━━ Texte de la page ━━

Espace de libertés | Mars 2019 (n° 477)

Les hommes naissent… mais n’en restent pas là


Dossier

L’égalité n’a rien d’évident. Elle ne tombe pas du ciel. Elle n’est pas donnée dans la nature ni à la naissance. Loin d’être une condition commune, elle n’est point non plus une aspiration commune, partagée par l’ensemble des humains.


Certains – beaucoup même – ne s’en soucient guère, ne pensant qu’à leur propre bonheur et s’asseyant sur leurs privilèges. D’autres y voient un obstacle à l’évolution de l’espèce – mue par le chacun pour soi de la lutte pour la survie – ou à l’émulation de la société – stimulée par la saine concurrence. D’autres encore la redoutent telle la porte ouverte à la mise au pas militaire, l’uniformisation mortifère, le génocide des différences ou l’étouffement de la créativité.

━━━

Consignes écrites
1) Recopiez le passage du texte sur l'égalité compris entre « L’égalité n’a rien » et « l’ensemble des humains. », bornes incluses.
2) Pour chacun des énoncés suivants, indiquez par oui ou par non s'il concorde avec le texte sur l'égalité, et citez mot pour mot les termes du texte qui tranchent. (a) L'égalité est donnée à la naissance. (b) Certains voient dans l'égalité un obstacle à l'évolution de l'espèce. (c) L'égalité est une aspiration partagée par l'ensemble des humains.
3) Énumérez tout ce à quoi, selon le texte sur l'égalité, certains redoutent que l'égalité ouvre la porte.

━━ Lignes de données ━━

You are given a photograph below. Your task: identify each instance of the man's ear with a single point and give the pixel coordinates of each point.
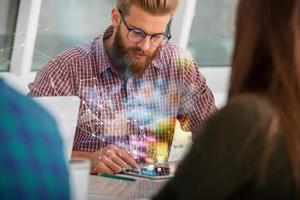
(115, 17)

━━━

Corrigé des consignes
1)
L’égalité n’a rien d’évident. Elle ne tombe pas du ciel. Elle n’est pas donnée dans la nature ni à la naissance. Loin d’être une condition commune, elle n’est point non plus une aspiration commune, partagée par l’ensemble des humains.

2)
(a) Non : « Elle n’est pas donnée dans la nature ni à la naissance. »
(b) Oui : « D’autres y voient un obstacle à l’évolution de l’espèce »
(c) Non : « elle n’est point non plus une aspiration commune, partagée par l’ensemble des humains. »

3)
- la mise au pas militaire
- l’uniformisation mortifère
- le génocide des différences
- l’étouffement de la créativité